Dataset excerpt
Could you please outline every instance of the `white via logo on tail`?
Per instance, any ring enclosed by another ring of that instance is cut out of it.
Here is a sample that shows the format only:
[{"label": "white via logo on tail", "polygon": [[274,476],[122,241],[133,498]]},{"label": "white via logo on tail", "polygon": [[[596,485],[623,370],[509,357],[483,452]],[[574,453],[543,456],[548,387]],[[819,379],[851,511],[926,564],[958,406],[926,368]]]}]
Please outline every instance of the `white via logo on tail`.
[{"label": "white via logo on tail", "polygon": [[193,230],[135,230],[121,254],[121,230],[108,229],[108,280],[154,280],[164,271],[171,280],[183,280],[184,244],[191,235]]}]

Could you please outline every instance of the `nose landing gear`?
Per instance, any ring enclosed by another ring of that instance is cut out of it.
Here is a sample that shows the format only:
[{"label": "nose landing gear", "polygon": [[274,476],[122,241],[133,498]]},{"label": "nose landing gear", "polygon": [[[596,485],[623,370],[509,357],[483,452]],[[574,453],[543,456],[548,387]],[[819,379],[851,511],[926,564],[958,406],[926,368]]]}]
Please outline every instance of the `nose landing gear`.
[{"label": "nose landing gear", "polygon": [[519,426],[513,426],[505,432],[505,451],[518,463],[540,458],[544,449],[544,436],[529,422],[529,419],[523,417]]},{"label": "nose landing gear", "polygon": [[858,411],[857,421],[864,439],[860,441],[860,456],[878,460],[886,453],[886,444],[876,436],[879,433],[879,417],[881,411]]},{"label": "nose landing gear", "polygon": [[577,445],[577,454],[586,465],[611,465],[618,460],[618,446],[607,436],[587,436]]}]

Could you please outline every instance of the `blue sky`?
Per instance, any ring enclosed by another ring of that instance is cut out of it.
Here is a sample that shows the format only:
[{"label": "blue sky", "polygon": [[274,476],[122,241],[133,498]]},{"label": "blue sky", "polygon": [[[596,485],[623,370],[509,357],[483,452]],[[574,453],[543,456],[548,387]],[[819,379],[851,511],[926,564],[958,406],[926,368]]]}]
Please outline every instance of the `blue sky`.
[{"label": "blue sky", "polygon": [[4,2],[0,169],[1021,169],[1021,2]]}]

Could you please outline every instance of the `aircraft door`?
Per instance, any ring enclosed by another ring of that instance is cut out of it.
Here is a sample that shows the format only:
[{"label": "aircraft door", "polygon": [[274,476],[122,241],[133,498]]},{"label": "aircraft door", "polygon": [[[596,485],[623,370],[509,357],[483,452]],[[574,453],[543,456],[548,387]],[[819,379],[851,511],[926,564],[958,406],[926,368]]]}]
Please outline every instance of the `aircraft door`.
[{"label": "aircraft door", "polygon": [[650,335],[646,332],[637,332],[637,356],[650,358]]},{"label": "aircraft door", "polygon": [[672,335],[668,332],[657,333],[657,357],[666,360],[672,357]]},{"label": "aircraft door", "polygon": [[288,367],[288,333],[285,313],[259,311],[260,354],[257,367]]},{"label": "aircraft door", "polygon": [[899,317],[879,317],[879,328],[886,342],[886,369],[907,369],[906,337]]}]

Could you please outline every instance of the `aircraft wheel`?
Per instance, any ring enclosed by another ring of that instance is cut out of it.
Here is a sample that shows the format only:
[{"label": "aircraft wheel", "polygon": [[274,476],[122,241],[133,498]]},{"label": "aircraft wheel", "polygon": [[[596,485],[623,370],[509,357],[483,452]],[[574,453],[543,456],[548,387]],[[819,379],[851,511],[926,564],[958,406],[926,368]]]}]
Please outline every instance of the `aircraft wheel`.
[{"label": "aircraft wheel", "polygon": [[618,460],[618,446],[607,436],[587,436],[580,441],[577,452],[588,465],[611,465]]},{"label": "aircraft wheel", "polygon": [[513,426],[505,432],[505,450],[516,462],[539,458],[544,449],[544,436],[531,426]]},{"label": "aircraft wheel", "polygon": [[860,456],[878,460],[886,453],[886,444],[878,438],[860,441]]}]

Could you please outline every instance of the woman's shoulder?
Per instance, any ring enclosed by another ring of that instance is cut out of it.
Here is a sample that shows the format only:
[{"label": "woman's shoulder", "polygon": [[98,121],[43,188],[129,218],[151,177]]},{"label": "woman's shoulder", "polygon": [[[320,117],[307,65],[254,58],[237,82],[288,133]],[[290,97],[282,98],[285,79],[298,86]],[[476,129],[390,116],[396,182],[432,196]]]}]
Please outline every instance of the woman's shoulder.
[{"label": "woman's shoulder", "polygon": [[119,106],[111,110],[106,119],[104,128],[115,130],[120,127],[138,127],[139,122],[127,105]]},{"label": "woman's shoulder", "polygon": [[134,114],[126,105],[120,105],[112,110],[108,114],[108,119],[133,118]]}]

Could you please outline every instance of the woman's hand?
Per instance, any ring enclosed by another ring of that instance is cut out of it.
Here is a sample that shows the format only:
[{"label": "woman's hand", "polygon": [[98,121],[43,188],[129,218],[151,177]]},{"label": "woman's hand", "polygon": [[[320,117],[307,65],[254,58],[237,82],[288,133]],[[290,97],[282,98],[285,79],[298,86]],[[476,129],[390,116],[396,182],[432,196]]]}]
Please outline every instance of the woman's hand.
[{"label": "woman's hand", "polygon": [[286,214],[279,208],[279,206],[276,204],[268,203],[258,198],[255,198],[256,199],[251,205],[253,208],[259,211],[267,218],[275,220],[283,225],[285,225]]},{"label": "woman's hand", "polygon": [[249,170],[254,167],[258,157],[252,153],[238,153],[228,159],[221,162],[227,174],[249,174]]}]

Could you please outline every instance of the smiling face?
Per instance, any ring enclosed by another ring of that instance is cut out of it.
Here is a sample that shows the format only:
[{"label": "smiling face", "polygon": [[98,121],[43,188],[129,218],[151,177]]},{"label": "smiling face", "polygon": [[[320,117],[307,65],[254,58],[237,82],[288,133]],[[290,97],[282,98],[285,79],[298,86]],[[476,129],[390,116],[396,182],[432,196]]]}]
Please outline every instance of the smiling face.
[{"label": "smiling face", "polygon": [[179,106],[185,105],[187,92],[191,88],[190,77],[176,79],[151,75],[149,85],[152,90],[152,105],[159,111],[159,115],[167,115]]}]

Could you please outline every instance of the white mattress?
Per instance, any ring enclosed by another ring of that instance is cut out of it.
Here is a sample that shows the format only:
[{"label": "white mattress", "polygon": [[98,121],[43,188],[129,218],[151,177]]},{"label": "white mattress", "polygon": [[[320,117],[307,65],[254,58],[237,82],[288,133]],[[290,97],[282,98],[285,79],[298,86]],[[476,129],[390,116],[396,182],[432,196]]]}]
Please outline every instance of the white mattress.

Work to complete:
Take the listing above and write it out again exactly.

Task response:
Could you please outline every instance of the `white via logo on tail`?
Per instance, any ring enclosed by another ring of that instance is cut out of it.
Here is a sample that shows the format only:
[{"label": "white via logo on tail", "polygon": [[274,476],[122,241],[133,498]]},{"label": "white via logo on tail", "polygon": [[[596,485],[623,370],[509,357],[483,452]],[[574,453],[543,456],[548,387]],[[819,379],[851,511],[926,564],[958,406],[926,368]]]}]
Please outline every instance of the `white via logo on tail`.
[{"label": "white via logo on tail", "polygon": [[193,230],[135,230],[121,254],[121,230],[108,229],[108,280],[154,280],[164,271],[171,280],[183,280],[184,244],[191,235]]}]

Could you please outline every instance of the `nose landing gear`?
Per instance, any ring enclosed by another ring of that instance is cut out of it.
Here is a sample that shows the format only:
[{"label": "nose landing gear", "polygon": [[274,476],[122,241],[133,498]]},{"label": "nose landing gear", "polygon": [[[596,485],[623,370],[509,357],[483,452]],[[574,453],[543,456],[548,387]],[[819,379],[851,511],[926,564],[958,406],[926,368]]]}]
Please outline every instance of the `nose landing gear`.
[{"label": "nose landing gear", "polygon": [[519,426],[513,426],[505,432],[505,451],[518,463],[540,458],[544,449],[544,436],[529,422],[529,419],[523,417]]},{"label": "nose landing gear", "polygon": [[858,411],[857,421],[864,439],[860,441],[860,456],[878,460],[886,453],[886,444],[876,436],[879,433],[879,417],[881,411]]},{"label": "nose landing gear", "polygon": [[577,445],[577,454],[586,465],[611,465],[618,460],[618,446],[607,436],[587,436]]}]

Could you please outline every instance of the `blue sky`?
Per instance, any ring enclosed by another ring of that instance is cut out of it.
Here is a sample that shows the format only:
[{"label": "blue sky", "polygon": [[274,476],[122,241],[133,498]]},{"label": "blue sky", "polygon": [[[596,485],[623,370],[509,357],[483,452]],[[574,453],[543,456],[548,387]],[[819,379],[851,511],[926,564],[958,406],[926,368]]]}]
Please outline every instance of the `blue sky`.
[{"label": "blue sky", "polygon": [[4,2],[0,169],[1021,169],[1021,2]]}]

Could you please outline every instance of the `aircraft door`?
Per instance, any ring enclosed by another ring of that instance is cut out of it.
Here is a sample that shows the format only:
[{"label": "aircraft door", "polygon": [[274,476],[122,241],[133,498]]},{"label": "aircraft door", "polygon": [[[596,485],[623,370],[509,357],[483,452]],[[574,453],[543,456],[548,387]],[[819,379],[851,511],[926,564],[958,406],[926,368]]]}]
Please outline every instance of the `aircraft door`.
[{"label": "aircraft door", "polygon": [[650,335],[646,332],[637,332],[637,356],[650,358]]},{"label": "aircraft door", "polygon": [[672,335],[668,332],[657,333],[657,357],[666,360],[672,357]]},{"label": "aircraft door", "polygon": [[288,367],[288,333],[285,313],[259,311],[260,354],[257,367]]},{"label": "aircraft door", "polygon": [[899,317],[879,317],[879,328],[886,342],[886,369],[907,369],[906,337]]}]

Could you please outline every instance of the `aircraft wheel`?
Per instance, any ring enclosed by another ring of that instance is cut out of it.
Here is a sample that shows the format only:
[{"label": "aircraft wheel", "polygon": [[274,476],[122,241],[133,498]]},{"label": "aircraft wheel", "polygon": [[[596,485],[623,370],[509,357],[483,452]],[[574,453],[543,456],[548,387]],[[819,379],[851,511],[926,564],[958,406],[926,368]]]}]
Please outline every instance of the `aircraft wheel`.
[{"label": "aircraft wheel", "polygon": [[618,460],[618,446],[607,436],[587,436],[580,441],[577,452],[588,465],[611,465]]},{"label": "aircraft wheel", "polygon": [[513,426],[505,432],[505,450],[516,462],[539,458],[544,449],[544,436],[531,426]]},{"label": "aircraft wheel", "polygon": [[860,456],[878,460],[886,453],[886,444],[878,438],[860,441]]}]

Could you please outline every instance of the woman's shoulder?
Per instance, any ring enclosed by another ring of that instance is cut out of it.
Here is a sample that shows the format only:
[{"label": "woman's shoulder", "polygon": [[98,121],[43,188],[129,218],[151,177]]},{"label": "woman's shoulder", "polygon": [[[320,117],[307,65],[254,58],[237,82],[288,133]],[[290,97],[282,98],[285,79],[298,86]],[[476,129],[390,116],[396,182],[432,196]]]}]
Please outline every instance of the woman's shoulder.
[{"label": "woman's shoulder", "polygon": [[119,106],[111,110],[106,119],[104,128],[115,130],[120,127],[138,127],[139,122],[127,105]]},{"label": "woman's shoulder", "polygon": [[134,114],[126,105],[120,105],[112,110],[108,114],[108,119],[133,118]]}]

Could you please outline every instance of the woman's hand?
Per instance, any ring enclosed by another ring of that instance is cut out of it.
Here is a sample that shows the format only:
[{"label": "woman's hand", "polygon": [[98,121],[43,188],[129,218],[151,177]]},{"label": "woman's hand", "polygon": [[[320,117],[307,65],[254,58],[237,82],[288,133]],[[290,97],[282,98],[285,79],[298,86]],[[476,129],[390,116],[396,182],[432,196]]]}]
Please outline every instance of the woman's hand.
[{"label": "woman's hand", "polygon": [[286,214],[279,208],[279,206],[276,204],[268,203],[258,198],[255,198],[256,199],[251,205],[253,208],[259,211],[267,218],[275,220],[283,225],[285,225]]},{"label": "woman's hand", "polygon": [[249,170],[254,167],[258,157],[252,153],[238,153],[228,159],[221,162],[227,174],[249,174]]}]

Could you please outline every instance of the smiling face?
Per instance, any ring enclosed by another ring of that instance is cut out of it.
Here is a sample that shows the format only:
[{"label": "smiling face", "polygon": [[98,121],[43,188],[129,218],[151,177]]},{"label": "smiling face", "polygon": [[[320,117],[307,65],[254,58],[237,82],[288,133]],[[290,97],[282,98],[285,79],[298,86]],[[476,129],[390,116],[396,182],[432,196]]]}]
Please outline every instance of the smiling face.
[{"label": "smiling face", "polygon": [[179,106],[185,105],[187,92],[191,88],[190,77],[176,79],[151,75],[149,85],[152,90],[152,105],[159,111],[159,115],[167,115]]}]

Could you please outline every instance of the white mattress?
Per instance, any ring enclosed by another ring of that instance is cut out of it.
Here is a sample that shows the format only:
[{"label": "white mattress", "polygon": [[98,121],[43,188],[129,218],[151,177]]},{"label": "white mattress", "polygon": [[[320,117],[307,65],[254,58],[237,82],[288,133]],[[290,97],[282,98],[285,79],[298,86]],[[476,129],[390,116],[396,182],[432,196]]]}]
Please outline every instance of the white mattress.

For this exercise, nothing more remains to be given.